**TASK DETAILS:** A picture-free, exact transcript of the entries below is required.

**Stored data entries:**
————

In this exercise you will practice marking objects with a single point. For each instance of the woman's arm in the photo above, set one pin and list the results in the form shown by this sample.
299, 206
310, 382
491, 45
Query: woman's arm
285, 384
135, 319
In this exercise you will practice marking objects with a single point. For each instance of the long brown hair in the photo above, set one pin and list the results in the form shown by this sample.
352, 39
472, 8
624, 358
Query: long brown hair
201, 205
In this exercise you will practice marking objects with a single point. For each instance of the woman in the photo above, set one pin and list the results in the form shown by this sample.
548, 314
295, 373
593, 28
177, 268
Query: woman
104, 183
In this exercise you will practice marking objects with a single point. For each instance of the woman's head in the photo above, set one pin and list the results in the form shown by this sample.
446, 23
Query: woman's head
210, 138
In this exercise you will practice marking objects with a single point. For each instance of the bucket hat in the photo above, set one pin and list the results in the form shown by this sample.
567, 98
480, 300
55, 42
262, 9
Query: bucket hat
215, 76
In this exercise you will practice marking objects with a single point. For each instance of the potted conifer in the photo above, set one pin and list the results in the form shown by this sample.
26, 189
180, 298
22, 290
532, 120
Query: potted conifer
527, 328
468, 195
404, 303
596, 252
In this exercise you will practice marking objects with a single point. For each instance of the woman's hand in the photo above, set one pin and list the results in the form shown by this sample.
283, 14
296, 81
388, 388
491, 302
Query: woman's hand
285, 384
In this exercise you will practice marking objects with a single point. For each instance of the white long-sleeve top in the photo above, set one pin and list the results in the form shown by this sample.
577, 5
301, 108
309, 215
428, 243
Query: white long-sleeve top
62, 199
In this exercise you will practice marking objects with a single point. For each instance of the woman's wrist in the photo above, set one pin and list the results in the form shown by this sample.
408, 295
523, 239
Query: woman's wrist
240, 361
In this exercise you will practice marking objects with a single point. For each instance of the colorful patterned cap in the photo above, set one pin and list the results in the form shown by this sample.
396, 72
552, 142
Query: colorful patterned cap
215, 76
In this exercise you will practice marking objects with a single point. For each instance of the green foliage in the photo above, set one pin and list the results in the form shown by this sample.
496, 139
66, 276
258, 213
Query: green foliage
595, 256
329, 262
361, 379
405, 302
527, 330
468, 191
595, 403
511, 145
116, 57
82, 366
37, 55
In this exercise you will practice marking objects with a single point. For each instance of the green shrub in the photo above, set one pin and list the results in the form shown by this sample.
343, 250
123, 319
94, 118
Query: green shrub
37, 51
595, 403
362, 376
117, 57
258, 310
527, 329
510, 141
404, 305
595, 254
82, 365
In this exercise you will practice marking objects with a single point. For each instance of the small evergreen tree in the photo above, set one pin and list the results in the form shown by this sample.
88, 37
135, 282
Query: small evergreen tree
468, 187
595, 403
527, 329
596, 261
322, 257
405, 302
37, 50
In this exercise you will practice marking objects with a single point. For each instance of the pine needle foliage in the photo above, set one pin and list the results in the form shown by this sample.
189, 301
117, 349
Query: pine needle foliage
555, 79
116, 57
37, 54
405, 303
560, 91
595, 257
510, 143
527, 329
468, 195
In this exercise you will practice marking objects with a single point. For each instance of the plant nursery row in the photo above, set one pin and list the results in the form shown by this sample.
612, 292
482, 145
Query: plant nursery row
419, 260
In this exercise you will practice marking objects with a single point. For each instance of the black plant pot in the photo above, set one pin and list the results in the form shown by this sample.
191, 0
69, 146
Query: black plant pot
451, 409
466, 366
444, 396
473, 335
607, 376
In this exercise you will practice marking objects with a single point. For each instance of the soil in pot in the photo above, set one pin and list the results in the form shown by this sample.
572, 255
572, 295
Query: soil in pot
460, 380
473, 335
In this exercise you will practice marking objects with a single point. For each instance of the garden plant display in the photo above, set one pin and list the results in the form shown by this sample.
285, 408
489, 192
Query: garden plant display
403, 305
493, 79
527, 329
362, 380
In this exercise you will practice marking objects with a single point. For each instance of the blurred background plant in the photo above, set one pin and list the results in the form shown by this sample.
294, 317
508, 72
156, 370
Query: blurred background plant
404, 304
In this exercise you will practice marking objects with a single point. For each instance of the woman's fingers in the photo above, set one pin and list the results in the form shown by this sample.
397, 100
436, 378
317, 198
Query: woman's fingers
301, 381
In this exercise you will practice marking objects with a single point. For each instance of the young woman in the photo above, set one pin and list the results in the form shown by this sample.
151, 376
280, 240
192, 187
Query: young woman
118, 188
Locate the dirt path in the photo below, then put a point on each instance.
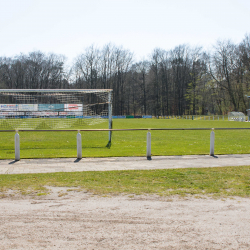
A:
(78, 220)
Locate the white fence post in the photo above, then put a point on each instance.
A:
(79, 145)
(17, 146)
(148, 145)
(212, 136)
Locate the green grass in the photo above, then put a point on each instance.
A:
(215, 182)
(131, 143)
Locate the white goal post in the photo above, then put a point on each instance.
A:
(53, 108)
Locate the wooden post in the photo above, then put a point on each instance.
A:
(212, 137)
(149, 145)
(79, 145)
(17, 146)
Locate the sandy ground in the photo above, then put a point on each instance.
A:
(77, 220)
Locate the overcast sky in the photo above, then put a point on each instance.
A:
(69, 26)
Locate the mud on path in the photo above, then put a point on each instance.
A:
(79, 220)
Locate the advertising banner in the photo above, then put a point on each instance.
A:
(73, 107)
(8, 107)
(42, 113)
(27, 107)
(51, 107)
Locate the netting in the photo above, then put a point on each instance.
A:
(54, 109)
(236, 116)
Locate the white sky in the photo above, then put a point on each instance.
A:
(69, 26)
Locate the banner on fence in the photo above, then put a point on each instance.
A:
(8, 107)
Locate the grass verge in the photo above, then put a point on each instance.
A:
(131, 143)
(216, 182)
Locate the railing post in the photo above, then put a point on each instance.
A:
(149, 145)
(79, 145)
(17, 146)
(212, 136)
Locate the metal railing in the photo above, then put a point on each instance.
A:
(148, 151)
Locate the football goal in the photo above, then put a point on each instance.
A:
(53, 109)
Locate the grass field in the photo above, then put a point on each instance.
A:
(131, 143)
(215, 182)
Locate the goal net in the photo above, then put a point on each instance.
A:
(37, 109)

————

**ANSWER AREA:**
In this exercise you will practice marking objects with a single point. For each instance of the woman's arm in the photo above, set one pin and list the results in the form shown by this sample.
299, 206
310, 382
491, 45
Query: woman's arm
285, 384
135, 319
In this exercise you will practice marking objects with a single point. For each instance of the long brown hair in the photo above, set one pin and list the results in the form shown by this sample.
352, 39
472, 8
624, 358
Query: long brown hair
201, 205
In this exercise you will practice marking objects with a single point. For each instance of the woman in the photo above, set one pin and list the results in the form shown by this sample.
548, 314
295, 373
593, 28
177, 268
Query: woman
104, 183
In this exercise you will practice marking objects with a single point. For each instance of the woman's head in the photo above, set one pin and list the results in the form shown by this sample.
446, 23
Query: woman's head
210, 138
In this exercise you will practice marking objects with a single point. For each instance of the bucket hat in the photo above, set one pin and list the results in the form shown by this sample.
567, 98
480, 300
55, 42
262, 9
Query: bucket hat
215, 76
In this exercise you will practice marking objects with a single point. For each instance of the potted conifer in the photo above, set one pin and list the results in the form shown by this sample.
26, 189
180, 298
22, 290
532, 120
Query: potted conifer
527, 328
468, 195
404, 303
596, 252
In this exercise you will practice marking objects with a single point. For each instance of the woman's hand in the photo above, set one pin and list the results in the form shown by this sample.
283, 14
296, 81
388, 388
491, 302
Query: woman's hand
285, 384
In this exercise you will practice marking objects with a single point. For each instance of the white long-sleeve top in the photo above, set one pin and list the results in the form shown by this sample.
577, 5
301, 108
309, 215
428, 243
Query: white long-sleeve top
62, 199
In this exercise you will practice marking objects with a single point. For each instance of the woman's wrist in the photo above, set one pin and list the results in the form shown by this sample.
408, 295
523, 239
Query: woman's wrist
240, 361
In this exercise you will practice marking objects with a single point. For each instance of the colorful patterned cap in the photo above, set one pin and list the results in the form shown by this sample.
396, 72
552, 142
Query: colorful patterned cap
215, 76
In this exercise you will practice marking objects with a single point. For each instance of the green foliage in the photo above, set one pin and list the results in the form shown by this sample.
496, 139
66, 276
258, 213
Query: green foliage
595, 256
329, 262
361, 379
405, 302
527, 330
468, 191
595, 403
511, 145
116, 57
82, 366
37, 55
In this exercise you will practice marking objects with a single point. For each instance of the green shrub in the photo above, set one pin and list the results in the form shown by this sample.
343, 250
123, 319
94, 118
Query: green shrub
37, 51
595, 403
362, 376
117, 57
258, 310
527, 329
510, 141
404, 305
595, 254
82, 365
In this exercise you will practice marking objects with a single point. For each instance of the small evergreen tree in the photo above, set one pin and list the results in the form shown by this sample.
88, 37
135, 282
Query: small evergreen tree
468, 187
595, 403
527, 329
596, 261
322, 257
405, 302
37, 50
In this exercise you will practice marking objects with a single point. For each instance of the pine needle foliage in the photo above, set one pin and list the results in the form shown by this sample.
189, 301
117, 349
Query: pine needle foliage
555, 79
116, 57
37, 54
405, 303
560, 91
595, 257
510, 143
527, 329
468, 195
In this exercise you will practice marking objects with a single point. For each instance of the plant nursery row in the photo above, set one pin and list the results in the form shown by this sample.
612, 292
482, 145
Query: plant nursery row
419, 260
In this exercise you will practice marking objects with a single point. For each instance of the black plant pot in the photo above, set one pin and list the results in the form shown by this sample.
191, 0
69, 146
Query: black plant pot
451, 409
466, 366
444, 396
473, 335
607, 376
In this exercise you will practice marking objects with a single point. For each instance of the soil in pot in the photo above, set one pin and list the results in the form shown by this sample.
572, 255
572, 295
Query: soil in pot
460, 380
473, 335
In this exercise you will practice marking objects with a single point. For each instance of the garden plant display in the photo above, set one pin and list the results in the form shown by this sample.
285, 408
489, 192
Query: garden plant display
403, 305
493, 79
527, 329
362, 380
In this exercise you will practice marking objects with a single point. For each instance of the blurred background plant in the photo above, set one pin and list the results in the form shown by this sample.
294, 317
508, 72
156, 370
Query: blurred background plant
404, 304
In this exercise you will practice marking objects with a single point. For each instance of the woman's fingers in the photo above, set one pin and list the results in the form shown by this sample.
397, 100
436, 378
317, 198
Query: woman's fingers
301, 381
In this exercise you will practice marking objects with a single point. For each instance of the young woman in the photo above, set one pin and list the results in the form shown by this sample.
151, 376
280, 240
192, 187
Query: young woman
118, 188
Locate the dirt path in the photo below, then put a point on each instance.
A:
(78, 220)
Locate the white fence post in the photo above, then put a point on each instance.
A:
(79, 145)
(17, 146)
(148, 145)
(212, 136)
Locate the green grass in the photo above, then put a point on each instance.
A:
(215, 182)
(131, 143)
Locate the white goal post in the photo above, then put a point on each instance.
A:
(53, 108)
Locate the wooden post in the photo above, then put a point on each instance.
A:
(212, 137)
(149, 145)
(79, 145)
(17, 146)
Locate the sandy ground in the photo above, then put a point on each instance.
A:
(77, 220)
Locate the overcast sky in the photo above, then put a point on each instance.
A:
(69, 26)
Locate the mud on path in the photo above, then put a point on each instance.
A:
(79, 220)
Locate the advertising banner in the photo above, then put a point on each instance.
A:
(73, 107)
(8, 107)
(42, 113)
(27, 107)
(51, 107)
Locate the netting in the photo above, then put a point on each instance.
A:
(54, 109)
(236, 116)
Locate the white sky in the photo above, then put a point on each instance.
A:
(69, 26)
Locate the banner on fence in the photo above, then put a point on each instance.
A:
(8, 107)
Locate the grass verge in the photo above, then put a point on each instance.
A:
(131, 143)
(216, 182)
Locate the railing post in the photo above, then put a point on each instance.
A:
(149, 145)
(79, 145)
(17, 146)
(212, 136)
Locate the metal railing in the photo above, then put a point on each instance.
A:
(148, 151)
Locate the football goal in the photo above, then put a point on each instance.
A:
(53, 109)
Locate the grass field in the photo above, then put a point on each instance.
A:
(131, 143)
(215, 182)
Locate the goal net in the photo above, then put a point on each instance.
A:
(37, 109)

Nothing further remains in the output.